— What the task requires —
Reproduce the listing below, starting at its first line and ending at the line containing "224], [212, 228], [173, 228], [171, 248]]", both ends included. Multiply every polygon vertex coordinate in the answers by 0.65 and round to whole numbers, with halves rounded up, leaving all other lines, including the requests and their format samples, unchanged.

— Record set —
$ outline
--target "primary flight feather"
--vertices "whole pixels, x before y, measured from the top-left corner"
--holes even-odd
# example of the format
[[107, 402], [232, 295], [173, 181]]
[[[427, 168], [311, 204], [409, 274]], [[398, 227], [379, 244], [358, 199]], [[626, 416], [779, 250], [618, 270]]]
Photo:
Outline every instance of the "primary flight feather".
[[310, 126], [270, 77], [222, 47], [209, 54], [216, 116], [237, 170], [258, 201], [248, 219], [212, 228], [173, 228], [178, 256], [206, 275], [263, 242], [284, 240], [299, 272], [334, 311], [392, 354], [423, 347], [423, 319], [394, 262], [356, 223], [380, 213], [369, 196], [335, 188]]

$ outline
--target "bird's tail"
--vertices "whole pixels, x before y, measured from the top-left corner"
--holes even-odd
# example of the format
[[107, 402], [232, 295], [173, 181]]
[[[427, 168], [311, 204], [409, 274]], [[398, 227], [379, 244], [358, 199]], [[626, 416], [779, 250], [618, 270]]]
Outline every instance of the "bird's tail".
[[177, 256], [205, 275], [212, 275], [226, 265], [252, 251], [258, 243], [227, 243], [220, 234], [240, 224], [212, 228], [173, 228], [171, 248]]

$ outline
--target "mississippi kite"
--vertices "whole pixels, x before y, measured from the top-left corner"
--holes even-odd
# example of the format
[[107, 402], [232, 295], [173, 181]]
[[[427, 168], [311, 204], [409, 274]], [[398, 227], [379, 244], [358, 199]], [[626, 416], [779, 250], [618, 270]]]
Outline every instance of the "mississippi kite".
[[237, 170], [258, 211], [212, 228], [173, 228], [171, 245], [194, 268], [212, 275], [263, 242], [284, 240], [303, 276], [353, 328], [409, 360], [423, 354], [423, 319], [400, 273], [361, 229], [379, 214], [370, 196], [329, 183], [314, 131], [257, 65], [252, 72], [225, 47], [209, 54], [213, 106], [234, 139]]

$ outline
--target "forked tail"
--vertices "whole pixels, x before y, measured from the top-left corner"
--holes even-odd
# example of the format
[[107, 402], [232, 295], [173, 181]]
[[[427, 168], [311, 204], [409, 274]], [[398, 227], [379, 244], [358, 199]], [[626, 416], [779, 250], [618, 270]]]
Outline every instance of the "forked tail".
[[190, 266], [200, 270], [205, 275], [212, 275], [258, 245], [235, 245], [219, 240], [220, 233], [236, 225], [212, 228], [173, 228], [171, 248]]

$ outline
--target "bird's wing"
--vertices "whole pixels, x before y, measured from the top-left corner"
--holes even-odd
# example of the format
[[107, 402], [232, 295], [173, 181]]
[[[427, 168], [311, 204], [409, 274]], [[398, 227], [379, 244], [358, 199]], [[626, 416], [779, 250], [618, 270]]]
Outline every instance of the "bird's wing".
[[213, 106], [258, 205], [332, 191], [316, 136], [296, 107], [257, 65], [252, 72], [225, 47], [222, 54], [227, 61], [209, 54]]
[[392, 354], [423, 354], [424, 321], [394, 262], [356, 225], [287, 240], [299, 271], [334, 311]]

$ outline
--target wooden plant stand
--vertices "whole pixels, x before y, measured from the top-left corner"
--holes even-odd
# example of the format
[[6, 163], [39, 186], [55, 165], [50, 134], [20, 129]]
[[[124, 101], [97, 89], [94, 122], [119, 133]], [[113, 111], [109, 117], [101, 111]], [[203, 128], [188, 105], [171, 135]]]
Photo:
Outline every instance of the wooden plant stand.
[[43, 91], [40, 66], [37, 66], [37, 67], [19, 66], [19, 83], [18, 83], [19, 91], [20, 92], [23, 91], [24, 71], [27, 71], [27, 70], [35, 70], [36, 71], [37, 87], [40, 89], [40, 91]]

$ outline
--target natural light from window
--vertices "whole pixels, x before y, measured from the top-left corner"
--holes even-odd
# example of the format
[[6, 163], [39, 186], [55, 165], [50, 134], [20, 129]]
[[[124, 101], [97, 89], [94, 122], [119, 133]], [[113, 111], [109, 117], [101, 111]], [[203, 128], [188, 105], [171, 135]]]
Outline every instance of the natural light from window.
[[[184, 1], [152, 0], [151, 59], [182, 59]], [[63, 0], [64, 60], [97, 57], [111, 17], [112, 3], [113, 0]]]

— Response to the task —
$ outline
--target "primary flight feather"
--vertices "whole pixels, x before y, measured from the top-left corner"
--holes even-odd
# example of the format
[[107, 402], [232, 295], [173, 181]]
[[[427, 168], [311, 204], [409, 274]], [[398, 227], [379, 244], [358, 199]], [[626, 416], [779, 250], [618, 270]]]
Photo:
Outline every instance of the "primary flight feather".
[[202, 82], [176, 50], [144, 31], [136, 35], [140, 75], [154, 111], [168, 131], [161, 142], [138, 148], [112, 148], [116, 166], [134, 179], [171, 157], [185, 156], [194, 177], [217, 202], [255, 230], [275, 226], [275, 207], [256, 170], [231, 145], [247, 138], [240, 127], [218, 122]]

$ outline
--target "bird's tail"
--vertices "whole pixels, x before y, measured from the top-left corner"
--holes even-odd
# example of the format
[[107, 402], [232, 295], [173, 181]]
[[[427, 168], [311, 204], [409, 274]], [[398, 227], [379, 244], [358, 199]], [[626, 416], [779, 250], [618, 270]]]
Outline every instance of the "bird's tail".
[[115, 166], [133, 179], [138, 179], [147, 172], [164, 163], [168, 158], [148, 158], [143, 152], [156, 146], [138, 148], [112, 148], [111, 161]]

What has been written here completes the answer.